Your task →
Search the data below, and report every line in which "exact" occurs.

Material supplied →
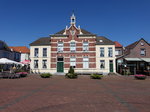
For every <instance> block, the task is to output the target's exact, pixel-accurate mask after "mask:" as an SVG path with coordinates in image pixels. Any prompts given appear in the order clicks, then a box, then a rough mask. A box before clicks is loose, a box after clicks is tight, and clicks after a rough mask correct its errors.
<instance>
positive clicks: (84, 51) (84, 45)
mask: <svg viewBox="0 0 150 112" xmlns="http://www.w3.org/2000/svg"><path fill="white" fill-rule="evenodd" d="M88 50H89V43H88V42H83V51H84V52H87V51H88Z"/></svg>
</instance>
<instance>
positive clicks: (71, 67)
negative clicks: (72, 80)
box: [65, 67, 78, 79]
mask: <svg viewBox="0 0 150 112" xmlns="http://www.w3.org/2000/svg"><path fill="white" fill-rule="evenodd" d="M65 77H66V78H69V79H76V78H78V75H77V74H76V73H74V68H73V67H70V69H69V71H68V73H67V74H66V75H65Z"/></svg>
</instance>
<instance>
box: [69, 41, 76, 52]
mask: <svg viewBox="0 0 150 112" xmlns="http://www.w3.org/2000/svg"><path fill="white" fill-rule="evenodd" d="M70 51H71V52H75V51H76V43H75V42H70Z"/></svg>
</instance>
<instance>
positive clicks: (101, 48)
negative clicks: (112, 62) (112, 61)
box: [100, 47, 104, 57]
mask: <svg viewBox="0 0 150 112" xmlns="http://www.w3.org/2000/svg"><path fill="white" fill-rule="evenodd" d="M100 57H104V47H101V48H100Z"/></svg>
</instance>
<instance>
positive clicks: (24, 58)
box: [21, 53, 29, 62]
mask: <svg viewBox="0 0 150 112" xmlns="http://www.w3.org/2000/svg"><path fill="white" fill-rule="evenodd" d="M24 60H29V54H28V53H21V62H22V61H24Z"/></svg>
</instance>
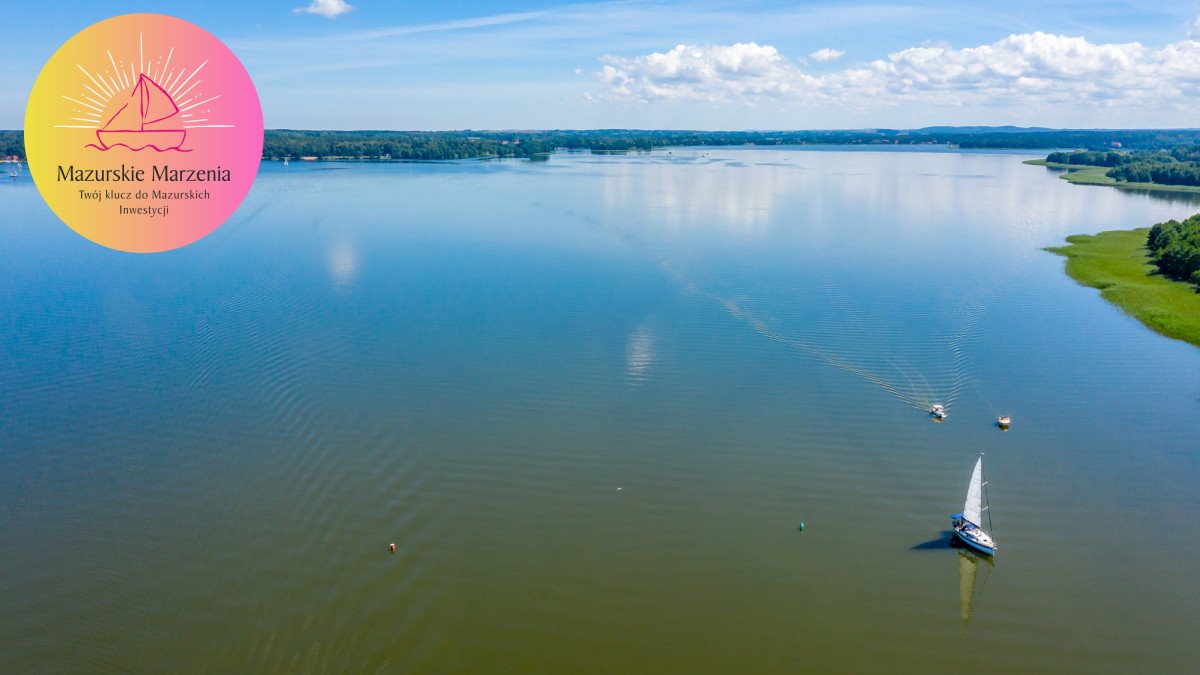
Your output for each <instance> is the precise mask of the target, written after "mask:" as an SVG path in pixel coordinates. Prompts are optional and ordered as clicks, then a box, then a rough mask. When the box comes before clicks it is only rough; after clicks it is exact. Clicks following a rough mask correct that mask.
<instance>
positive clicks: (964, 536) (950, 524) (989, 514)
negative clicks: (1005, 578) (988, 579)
mask: <svg viewBox="0 0 1200 675" xmlns="http://www.w3.org/2000/svg"><path fill="white" fill-rule="evenodd" d="M984 512H988V530H991V510H990V509H989V508H988V482H986V480H984V479H983V453H979V459H978V460H976V467H974V471H973V472H971V483H968V484H967V500H966V502H965V503H964V504H962V513H955V514H954V515H952V516H950V525H952V526H953V527H954V536H955V537H958V538H959V539H960V540H961V542H962V543H964V544H966V545H968V546H971V548H972V549H974V550H977V551H979V552H982V554H984V555H996V540H995V539H992V538H991V534H989V533H988V531H986V530H984V528H983V513H984Z"/></svg>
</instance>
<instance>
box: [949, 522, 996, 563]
mask: <svg viewBox="0 0 1200 675" xmlns="http://www.w3.org/2000/svg"><path fill="white" fill-rule="evenodd" d="M950 528H952V530H953V532H954V537H955V538H956V539H958V540H960V542H962V543H964V544H966V545H967V546H971V548H972V549H974V550H977V551H979V552H982V554H984V555H996V543H995V542H992V540H991V537H990V536H988V534H986V533H985V532H983V531H982V530H979V528H978V527H977V526H976V525H973V524H971V522H967V521H965V520H964V519H962V514H961V513H955V514H954V515H952V516H950Z"/></svg>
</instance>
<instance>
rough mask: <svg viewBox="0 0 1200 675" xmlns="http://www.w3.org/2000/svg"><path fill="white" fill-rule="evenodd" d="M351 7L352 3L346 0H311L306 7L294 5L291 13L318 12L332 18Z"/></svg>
mask: <svg viewBox="0 0 1200 675" xmlns="http://www.w3.org/2000/svg"><path fill="white" fill-rule="evenodd" d="M353 8H354V5H350V4H349V2H347V1H346V0H312V4H311V5H308V6H307V7H296V8H295V10H292V13H294V14H300V13H305V14H320V16H323V17H325V18H326V19H332V18H336V17H338V16H341V14H344V13H346V12H349V11H350V10H353Z"/></svg>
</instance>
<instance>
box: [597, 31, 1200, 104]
mask: <svg viewBox="0 0 1200 675" xmlns="http://www.w3.org/2000/svg"><path fill="white" fill-rule="evenodd" d="M818 54H820V55H821V56H818ZM832 54H836V55H841V53H840V52H836V50H833V49H821V50H818V52H814V53H812V54H810V56H811V58H812V59H815V60H818V61H822V60H832V59H833V58H835V56H832ZM602 61H604V67H602V70H601V71H600V72H598V73H595V74H596V79H598V80H599V82H600V84H602V85H604V86H605V89H604V91H602V92H601V96H607V97H616V98H626V100H636V101H652V100H673V101H706V102H721V101H742V102H746V103H754V101H755V100H756V98H762V97H773V98H786V100H796V101H815V100H821V101H839V102H845V103H856V102H864V101H866V100H870V98H876V97H878V96H886V97H889V98H892V100H898V101H899V100H907V101H924V102H929V103H940V104H990V103H1012V102H1013V101H1014V100H1021V98H1025V97H1030V98H1036V100H1037V101H1038V102H1039V103H1045V102H1051V103H1052V102H1056V101H1070V102H1074V103H1080V102H1091V103H1096V104H1105V106H1112V104H1120V103H1128V104H1146V103H1151V102H1163V103H1184V102H1190V101H1188V100H1189V98H1190V100H1192V101H1194V97H1195V96H1198V95H1200V42H1198V41H1192V40H1184V41H1181V42H1175V43H1171V44H1166V46H1164V47H1160V48H1157V49H1156V48H1151V47H1146V46H1142V44H1140V43H1138V42H1128V43H1106V44H1097V43H1092V42H1090V41H1087V40H1086V38H1084V37H1069V36H1063V35H1050V34H1045V32H1032V34H1022V35H1010V36H1008V37H1006V38H1003V40H1000V41H997V42H994V43H991V44H983V46H979V47H967V48H953V47H948V46H922V47H912V48H910V49H904V50H900V52H895V53H893V54H888V56H887V58H886V59H878V60H875V61H871V62H870V64H868V65H864V66H860V67H853V68H846V70H842V71H839V72H834V73H828V74H822V76H811V74H808V73H805V72H804V71H803V70H802V68H800V67H799V66H797V65H796V64H794V62H792V61H791V60H788V59H787V58H786V56H784V55H782V54H780V53H779V50H776V49H775V48H774V47H772V46H769V44H763V46H760V44H756V43H754V42H750V43H737V44H730V46H704V47H700V46H690V44H679V46H677V47H676V48H673V49H671V50H670V52H666V53H654V54H649V55H646V56H632V58H622V56H605V58H604V59H602Z"/></svg>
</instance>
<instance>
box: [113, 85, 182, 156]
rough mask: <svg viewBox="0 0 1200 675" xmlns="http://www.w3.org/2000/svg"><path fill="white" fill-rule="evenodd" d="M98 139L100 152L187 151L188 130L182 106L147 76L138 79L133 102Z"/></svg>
mask: <svg viewBox="0 0 1200 675" xmlns="http://www.w3.org/2000/svg"><path fill="white" fill-rule="evenodd" d="M96 138H97V139H98V141H100V144H98V145H94V148H96V149H97V150H110V149H113V148H115V147H118V145H125V147H126V148H128V149H130V150H143V149H145V148H154V149H155V150H157V151H160V153H162V151H166V150H180V151H184V153H186V151H187V150H184V148H182V145H184V139H186V138H187V130H186V129H184V125H182V120H181V118H180V117H179V106H178V104H175V100H174V98H172V97H170V94H167V91H166V90H163V88H162V86H160V85H158V83H156V82H155V80H152V79H150V78H149V77H146V76H145V73H143V74H140V76H138V83H137V84H136V85H134V86H133V92H132V95H131V96H130V100H128V101H127V102H126V103H125V104H124V106H121V107H120V109H118V110H116V112H115V113H113V115H112V117H110V118H109V119H108V121H107V123H104V126H102V127H100V130H97V131H96Z"/></svg>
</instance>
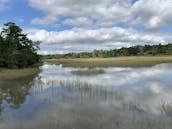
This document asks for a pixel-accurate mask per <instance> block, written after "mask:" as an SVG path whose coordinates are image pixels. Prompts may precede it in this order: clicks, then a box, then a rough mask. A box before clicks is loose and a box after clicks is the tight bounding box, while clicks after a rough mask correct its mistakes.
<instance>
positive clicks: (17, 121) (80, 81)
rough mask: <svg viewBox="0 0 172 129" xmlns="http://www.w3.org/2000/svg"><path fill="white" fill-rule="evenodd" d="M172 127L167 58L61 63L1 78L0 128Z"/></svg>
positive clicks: (171, 73)
mask: <svg viewBox="0 0 172 129" xmlns="http://www.w3.org/2000/svg"><path fill="white" fill-rule="evenodd" d="M38 128H41V129H171V128H172V64H160V65H156V66H153V67H145V68H112V67H110V68H95V69H87V68H64V67H62V66H61V65H51V64H44V65H43V66H41V67H40V73H38V74H37V75H34V76H31V77H27V78H22V79H18V80H13V81H8V82H5V83H2V84H0V129H38Z"/></svg>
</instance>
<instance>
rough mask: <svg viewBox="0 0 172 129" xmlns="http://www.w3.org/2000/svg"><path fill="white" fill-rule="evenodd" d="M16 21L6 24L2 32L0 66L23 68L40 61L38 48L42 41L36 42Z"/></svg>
mask: <svg viewBox="0 0 172 129" xmlns="http://www.w3.org/2000/svg"><path fill="white" fill-rule="evenodd" d="M22 31H23V30H22V29H21V28H20V27H19V26H17V25H16V24H15V23H12V22H9V23H6V24H4V27H3V29H2V31H1V34H0V55H1V56H0V67H8V68H22V67H28V66H30V65H33V64H34V63H36V62H38V61H39V56H38V55H37V50H38V49H39V47H38V46H39V43H40V42H34V41H32V40H30V39H28V38H27V35H26V34H24V33H23V32H22Z"/></svg>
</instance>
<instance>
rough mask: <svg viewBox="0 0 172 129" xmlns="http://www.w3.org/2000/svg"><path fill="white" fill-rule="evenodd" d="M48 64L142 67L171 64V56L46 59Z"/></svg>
mask: <svg viewBox="0 0 172 129" xmlns="http://www.w3.org/2000/svg"><path fill="white" fill-rule="evenodd" d="M44 61H45V62H48V63H54V64H62V65H63V66H64V67H90V68H93V67H143V66H153V65H156V64H160V63H171V62H172V56H133V57H114V58H75V59H64V58H61V59H46V60H44Z"/></svg>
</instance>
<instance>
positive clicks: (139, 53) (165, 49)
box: [44, 44, 172, 59]
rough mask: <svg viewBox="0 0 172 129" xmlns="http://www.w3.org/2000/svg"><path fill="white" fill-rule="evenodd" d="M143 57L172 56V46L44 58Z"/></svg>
mask: <svg viewBox="0 0 172 129" xmlns="http://www.w3.org/2000/svg"><path fill="white" fill-rule="evenodd" d="M143 55H153V56H156V55H172V44H166V45H162V44H159V45H145V46H140V45H137V46H133V47H128V48H125V47H123V48H120V49H113V50H94V51H93V52H80V53H68V54H56V55H46V56H44V58H49V59H50V58H91V57H93V58H95V57H104V58H107V57H117V56H143Z"/></svg>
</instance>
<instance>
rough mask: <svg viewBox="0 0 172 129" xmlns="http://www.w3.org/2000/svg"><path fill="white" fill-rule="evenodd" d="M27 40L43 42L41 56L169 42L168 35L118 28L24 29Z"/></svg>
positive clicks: (156, 43) (42, 44)
mask: <svg viewBox="0 0 172 129" xmlns="http://www.w3.org/2000/svg"><path fill="white" fill-rule="evenodd" d="M25 31H26V32H27V33H28V36H29V38H31V39H32V40H39V41H43V43H42V44H41V46H40V47H41V51H40V53H41V54H47V53H50V54H54V53H67V52H81V51H92V50H93V49H115V48H120V47H129V46H132V45H142V44H157V43H167V42H170V40H171V38H170V36H168V35H162V34H156V33H154V34H152V33H149V34H147V33H141V32H140V33H138V31H136V30H133V29H122V28H120V27H113V28H99V29H83V28H73V29H71V30H64V31H60V32H57V31H46V30H39V29H28V30H27V29H26V30H25Z"/></svg>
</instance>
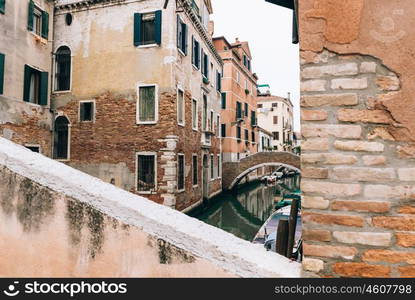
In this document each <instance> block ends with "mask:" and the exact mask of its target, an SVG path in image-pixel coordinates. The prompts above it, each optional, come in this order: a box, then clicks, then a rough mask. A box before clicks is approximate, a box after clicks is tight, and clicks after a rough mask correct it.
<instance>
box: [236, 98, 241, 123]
mask: <svg viewBox="0 0 415 300" xmlns="http://www.w3.org/2000/svg"><path fill="white" fill-rule="evenodd" d="M236 119H237V120H238V119H242V103H241V102H236Z"/></svg>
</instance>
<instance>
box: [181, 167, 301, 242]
mask: <svg viewBox="0 0 415 300" xmlns="http://www.w3.org/2000/svg"><path fill="white" fill-rule="evenodd" d="M299 189H300V176H299V175H297V176H293V177H287V178H284V179H282V180H280V181H278V182H277V183H276V184H273V185H266V184H264V183H260V182H255V183H250V184H248V185H245V186H243V187H239V188H238V189H237V190H236V191H234V192H225V193H222V194H220V195H218V196H217V197H215V198H213V199H211V200H210V202H209V204H208V205H207V206H205V207H199V208H198V209H196V210H194V211H192V212H190V213H189V215H190V216H192V217H195V218H197V219H199V220H201V221H203V222H205V223H208V224H210V225H213V226H215V227H219V228H221V229H223V230H225V231H227V232H230V233H232V234H234V235H236V236H237V237H240V238H242V239H244V240H248V241H252V239H253V238H254V237H255V235H256V233H257V232H258V230H259V229H260V228H261V226H262V225H263V224H264V222H265V221H266V220H267V219H268V217H269V216H270V215H271V214H272V213H273V212H274V211H275V203H274V199H275V198H277V199H280V198H281V197H283V195H284V194H290V193H293V192H294V191H298V190H299Z"/></svg>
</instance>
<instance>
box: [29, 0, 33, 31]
mask: <svg viewBox="0 0 415 300" xmlns="http://www.w3.org/2000/svg"><path fill="white" fill-rule="evenodd" d="M34 9H35V4H34V3H33V1H32V0H30V1H29V11H28V15H27V29H28V30H30V31H33V10H34Z"/></svg>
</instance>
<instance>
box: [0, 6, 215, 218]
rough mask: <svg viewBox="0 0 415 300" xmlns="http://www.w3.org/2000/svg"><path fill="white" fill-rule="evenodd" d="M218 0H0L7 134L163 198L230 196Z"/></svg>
mask: <svg viewBox="0 0 415 300" xmlns="http://www.w3.org/2000/svg"><path fill="white" fill-rule="evenodd" d="M211 13H212V5H211V2H210V0H199V1H189V0H178V1H164V0H144V1H109V0H96V1H80V0H57V1H46V0H33V1H32V0H27V1H26V0H21V1H9V0H7V1H0V25H1V26H0V30H1V31H2V33H3V34H2V35H0V41H1V43H0V70H1V72H0V79H1V80H0V82H1V85H0V88H1V90H0V108H1V109H0V133H1V135H2V136H4V137H6V138H9V139H11V140H13V141H14V142H17V143H19V144H23V145H25V146H26V147H28V148H30V149H31V150H33V151H36V152H41V153H42V154H44V155H46V156H49V157H52V158H54V159H56V160H58V161H61V162H63V163H66V164H68V165H70V166H72V167H75V168H77V169H80V170H81V171H84V172H86V173H88V174H91V175H93V176H96V177H98V178H100V179H102V180H104V181H106V182H110V183H112V184H114V185H116V186H118V187H121V188H123V189H125V190H128V191H131V192H134V193H137V194H140V195H143V196H145V197H146V198H149V199H151V200H153V201H155V202H157V203H161V204H164V205H167V206H169V207H172V208H176V209H178V210H185V209H188V208H190V207H192V206H195V205H197V204H198V203H201V202H202V201H203V199H208V198H211V197H212V196H214V195H216V194H217V193H219V192H220V191H221V186H222V182H221V141H220V138H219V134H220V123H221V122H220V105H221V102H220V100H221V91H220V89H221V77H222V72H223V71H222V69H223V64H222V60H221V57H220V56H219V54H218V53H217V51H216V49H215V47H214V45H213V41H212V36H211V34H210V31H209V18H210V14H211Z"/></svg>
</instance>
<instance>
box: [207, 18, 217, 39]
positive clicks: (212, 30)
mask: <svg viewBox="0 0 415 300" xmlns="http://www.w3.org/2000/svg"><path fill="white" fill-rule="evenodd" d="M208 29H209V34H210V36H211V37H212V36H213V34H214V33H215V22H213V21H209V28H208Z"/></svg>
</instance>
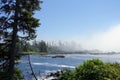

Expected answer →
For every <instance> block, the task is to output the target's exact, pixel-accurate mask after "mask:" as an SVG path with coordinates in image pixels. Any prompts given appear in the order clicks, then a box, then a rough mask. A box before clicks is loose, a box after clicks is tight, and clicks after a rough mask correct its errors.
Your output for each <instance> is the precise mask of the target, written after "mask:" as an SVG path in pixel coordinates. Prompts are optional and ordered as clicks, then a box, then a rough mask. When the box comes before clicks it is only rough; after clicks it is exact. Clicks following a rough mask correct that mask.
In this document each <instance> block ends with "mask:" and the exact mask of its target, an SVG path in image-pixel coordinates. The prompts above it, each optional, come in this order: a box, then clicks, then a rough mask. A box before clicks is approximate, a box after clicks is tight, and clicks after a rough mask correct it.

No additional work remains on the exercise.